**Problem details:** Copy out the entries that follow, unchanged.

Stored data
####

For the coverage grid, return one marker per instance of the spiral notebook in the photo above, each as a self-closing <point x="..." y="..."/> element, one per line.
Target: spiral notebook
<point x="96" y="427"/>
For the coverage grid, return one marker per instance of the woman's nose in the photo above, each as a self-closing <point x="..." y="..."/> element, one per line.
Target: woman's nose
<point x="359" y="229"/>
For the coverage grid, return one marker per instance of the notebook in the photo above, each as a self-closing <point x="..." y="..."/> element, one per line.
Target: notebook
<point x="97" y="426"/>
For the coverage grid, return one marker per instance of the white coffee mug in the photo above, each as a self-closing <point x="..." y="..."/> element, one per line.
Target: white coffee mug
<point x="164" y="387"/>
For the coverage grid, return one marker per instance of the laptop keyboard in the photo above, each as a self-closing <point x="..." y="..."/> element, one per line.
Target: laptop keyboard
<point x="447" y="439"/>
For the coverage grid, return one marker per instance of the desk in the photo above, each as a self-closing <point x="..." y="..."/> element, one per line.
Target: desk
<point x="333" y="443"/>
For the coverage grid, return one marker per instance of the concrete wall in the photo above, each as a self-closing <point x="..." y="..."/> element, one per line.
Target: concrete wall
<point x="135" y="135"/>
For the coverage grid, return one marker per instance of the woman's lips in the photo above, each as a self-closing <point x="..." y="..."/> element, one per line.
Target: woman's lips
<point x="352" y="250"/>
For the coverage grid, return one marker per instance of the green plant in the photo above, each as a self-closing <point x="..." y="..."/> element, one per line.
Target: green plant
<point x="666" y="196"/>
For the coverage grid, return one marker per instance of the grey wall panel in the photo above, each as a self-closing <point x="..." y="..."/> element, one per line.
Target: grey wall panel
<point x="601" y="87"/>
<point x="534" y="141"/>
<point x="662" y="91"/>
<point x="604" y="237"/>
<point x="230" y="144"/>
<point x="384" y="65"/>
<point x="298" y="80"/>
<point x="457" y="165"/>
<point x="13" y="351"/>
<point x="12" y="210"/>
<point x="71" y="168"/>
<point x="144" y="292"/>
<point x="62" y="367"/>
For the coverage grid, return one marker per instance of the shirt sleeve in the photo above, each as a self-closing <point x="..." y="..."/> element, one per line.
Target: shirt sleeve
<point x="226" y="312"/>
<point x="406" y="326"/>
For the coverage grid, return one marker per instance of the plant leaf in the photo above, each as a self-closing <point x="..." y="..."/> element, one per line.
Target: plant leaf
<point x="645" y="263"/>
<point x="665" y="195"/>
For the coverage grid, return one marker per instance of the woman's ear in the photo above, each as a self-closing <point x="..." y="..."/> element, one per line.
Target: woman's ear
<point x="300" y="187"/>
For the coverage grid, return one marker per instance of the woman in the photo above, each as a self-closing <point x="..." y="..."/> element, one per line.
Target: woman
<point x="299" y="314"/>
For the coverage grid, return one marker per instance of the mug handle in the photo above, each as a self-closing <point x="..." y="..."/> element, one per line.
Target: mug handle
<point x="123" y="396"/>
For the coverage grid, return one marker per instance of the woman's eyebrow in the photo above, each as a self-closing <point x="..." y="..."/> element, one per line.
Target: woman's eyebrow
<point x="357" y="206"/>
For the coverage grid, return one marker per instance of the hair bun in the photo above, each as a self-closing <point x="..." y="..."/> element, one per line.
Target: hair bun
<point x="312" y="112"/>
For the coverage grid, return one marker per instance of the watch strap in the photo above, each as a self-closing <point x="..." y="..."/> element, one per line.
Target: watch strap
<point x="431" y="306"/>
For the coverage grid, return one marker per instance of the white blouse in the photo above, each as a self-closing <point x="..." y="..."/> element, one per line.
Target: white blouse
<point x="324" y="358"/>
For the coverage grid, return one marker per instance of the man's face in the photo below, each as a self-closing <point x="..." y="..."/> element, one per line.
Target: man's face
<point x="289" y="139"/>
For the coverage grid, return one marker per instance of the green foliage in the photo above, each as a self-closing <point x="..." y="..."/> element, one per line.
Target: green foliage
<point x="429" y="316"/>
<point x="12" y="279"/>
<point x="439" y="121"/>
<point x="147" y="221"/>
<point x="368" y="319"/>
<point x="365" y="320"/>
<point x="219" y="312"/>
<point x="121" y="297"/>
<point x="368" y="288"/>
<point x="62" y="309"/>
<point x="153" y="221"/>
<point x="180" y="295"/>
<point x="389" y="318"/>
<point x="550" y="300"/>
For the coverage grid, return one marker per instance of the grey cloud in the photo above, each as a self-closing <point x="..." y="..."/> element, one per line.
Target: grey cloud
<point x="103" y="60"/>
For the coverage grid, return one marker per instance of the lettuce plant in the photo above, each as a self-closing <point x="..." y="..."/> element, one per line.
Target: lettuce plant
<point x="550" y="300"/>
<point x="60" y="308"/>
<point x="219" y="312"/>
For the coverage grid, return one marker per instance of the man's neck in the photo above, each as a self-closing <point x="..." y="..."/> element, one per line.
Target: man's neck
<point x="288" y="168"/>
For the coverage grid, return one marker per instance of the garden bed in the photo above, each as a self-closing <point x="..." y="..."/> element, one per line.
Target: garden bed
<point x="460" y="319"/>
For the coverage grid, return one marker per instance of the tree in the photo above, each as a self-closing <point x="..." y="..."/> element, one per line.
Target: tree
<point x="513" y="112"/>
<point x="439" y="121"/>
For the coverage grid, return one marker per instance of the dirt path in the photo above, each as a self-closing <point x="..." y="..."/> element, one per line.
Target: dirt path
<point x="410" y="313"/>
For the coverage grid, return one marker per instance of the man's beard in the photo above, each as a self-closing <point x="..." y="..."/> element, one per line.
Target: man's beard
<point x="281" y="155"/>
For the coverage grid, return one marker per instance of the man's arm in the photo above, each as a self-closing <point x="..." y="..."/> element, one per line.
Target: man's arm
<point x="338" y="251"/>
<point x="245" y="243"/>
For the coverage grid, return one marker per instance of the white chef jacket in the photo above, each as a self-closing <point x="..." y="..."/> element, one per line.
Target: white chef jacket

####

**Answer box:**
For the coverage grid, return one marker per instance of the spiral notebook in the photo above, each as a self-closing <point x="..." y="..."/> element, one per line.
Target: spiral notebook
<point x="96" y="427"/>
For the coverage grid, return one marker per instance of the woman's nose in the photo above, each as a self-closing <point x="..." y="..."/> element, one per line.
Target: woman's nose
<point x="359" y="229"/>
For the coverage grid, return one marker per instance of the notebook in the photo above, each as a self-closing <point x="..." y="..."/> element, one per line.
Target: notebook
<point x="97" y="426"/>
For the coverage grid, return one marker per instance of the white coffee mug in the photo above, each as a self-closing <point x="..." y="..."/> element, one per line.
Target: white coffee mug
<point x="164" y="387"/>
For the coverage grid, return one marker per instance of the laptop keyboard in the photo above, each as a self-closing <point x="..." y="..."/> element, one per line.
Target: laptop keyboard
<point x="447" y="439"/>
For the coverage grid, return one marker per instance of the desk in the photo above, each as a self-closing <point x="..." y="..."/> element, one per line.
Target: desk
<point x="333" y="443"/>
For the coverage grid, return one marker per instance of the concrete wall in the photo above, each as a self-closing <point x="..." y="..."/> element, one per line.
Target: concrete wall
<point x="135" y="135"/>
For the coverage grid, return one marker per instance of the woman's lips in the photo above, each as a self-closing <point x="..." y="..."/> element, one per line.
Target: woman's lips
<point x="352" y="250"/>
For the coverage grid, return one marker per instance of the green plant in the photo above, each as a self-closing <point x="..." y="..."/> element, one per line.
Target: green plant
<point x="666" y="196"/>
For the coverage grid, return one marker per instance of the grey wall panel in the photo above, each as a self-closing <point x="..." y="..."/> element, one per line.
Target: grey wall panel
<point x="601" y="87"/>
<point x="534" y="141"/>
<point x="662" y="91"/>
<point x="604" y="237"/>
<point x="230" y="144"/>
<point x="384" y="65"/>
<point x="298" y="80"/>
<point x="457" y="165"/>
<point x="13" y="351"/>
<point x="12" y="210"/>
<point x="71" y="168"/>
<point x="144" y="292"/>
<point x="62" y="367"/>
For the coverage grid, return one marker per instance of the shirt sleeve in the photo above, each as a self-closing <point x="..." y="..."/> element, one per line.
Target: shirt sleeve
<point x="226" y="312"/>
<point x="406" y="326"/>
For the coverage grid, return one marker per instance of the plant leaf in the photo above, each as a self-closing <point x="..." y="..."/> element, one per line.
Target: plant leaf
<point x="645" y="263"/>
<point x="665" y="195"/>
For the coverage grid, return one marker per instance of the woman's ear in the photo above, each as a self-closing <point x="..." y="..."/> element, one per line.
Target: woman's ear
<point x="300" y="187"/>
For the coverage grid, return one marker per instance of the woman in the photo above, each as a self-closing <point x="..." y="..."/> element, one per line.
Target: woman
<point x="299" y="314"/>
For the coverage grid, return one marker per instance of the mug handle in the photo above, each as a self-closing <point x="..." y="..."/> element, one per line.
Target: mug handle
<point x="123" y="396"/>
For the coverage grid, return one marker per instance of the woman's eyebrow in the photo above, each as a self-closing <point x="..." y="..."/> element, one per line.
Target: woman's eyebrow
<point x="357" y="206"/>
For the coverage grid, return one marker per instance of the hair bun in the photo above, each as a self-closing <point x="..." y="..."/> element, one per line.
Target: hair bun
<point x="312" y="112"/>
For the coverage grid, return one marker per instance of the watch strap in the photo above, each as a self-closing <point x="..." y="..."/> element, one per line.
Target: watch strap
<point x="431" y="306"/>
For the coverage grid, return one marker per instance of the white blouse in the photo above, each as a self-closing <point x="..." y="..."/> element, one per line.
Target: white blouse
<point x="324" y="358"/>
For the coverage grid, return one marker per instance of the man's face in the photo below, each as a self-closing <point x="..." y="..."/> element, one per line.
Target: man's face
<point x="289" y="139"/>
For the coverage grid, return one marker per instance of the green foliage in the photo above, each as a self-closing <point x="..." y="..."/> element, one per line.
Target: green foliage
<point x="429" y="316"/>
<point x="12" y="279"/>
<point x="439" y="121"/>
<point x="147" y="221"/>
<point x="368" y="319"/>
<point x="365" y="320"/>
<point x="219" y="312"/>
<point x="121" y="297"/>
<point x="368" y="288"/>
<point x="62" y="309"/>
<point x="153" y="221"/>
<point x="180" y="295"/>
<point x="389" y="318"/>
<point x="550" y="300"/>
For the coverage grid, return one marker per instance of the grey cloud in the photo above, each as a self-closing <point x="..." y="..."/> element, one per line.
Target: grey cloud
<point x="103" y="60"/>
For the coverage grid, return one marker per instance of the lettuce plant in the photo above, each as a self-closing <point x="..." y="..."/> element, one per line.
Target: lettuce plant
<point x="550" y="300"/>
<point x="60" y="308"/>
<point x="219" y="312"/>
For the coverage grid, return one marker per instance of the man's neck in the photo above, each as a self-closing <point x="..." y="..."/> element, one per line.
Target: man's neck
<point x="288" y="168"/>
For the coverage grid, return one marker per instance of the garden bed in the photo above, each as a self-closing <point x="..." y="..."/> element, one per line.
Target: garden bed
<point x="460" y="319"/>
For the coverage grid, return one marker per instance of the tree in the photo above, each as a self-closing <point x="..." y="..."/> element, one per line.
Target: tree
<point x="513" y="112"/>
<point x="439" y="121"/>
For the coverage grid, return one marker per instance of the dirt path in the photo above, each as a self-closing <point x="..." y="..."/> element, one per line.
Target: dirt path
<point x="410" y="313"/>
For the coverage grid, return one marker per instance of the man's beard in the photo above, each as a self-closing <point x="..." y="..."/> element, one per line.
Target: man's beard
<point x="281" y="155"/>
For the coverage grid, return one marker per instance of the man's arm in the photo above, each as a self-closing <point x="..." y="..."/> element, one per line.
Target: man's arm
<point x="338" y="251"/>
<point x="245" y="243"/>
For the coverage grid, return one marker per instance of the white chef jacket in the photo above, each as a self-closing <point x="..." y="..."/> element, one per line.
Target: white chef jacket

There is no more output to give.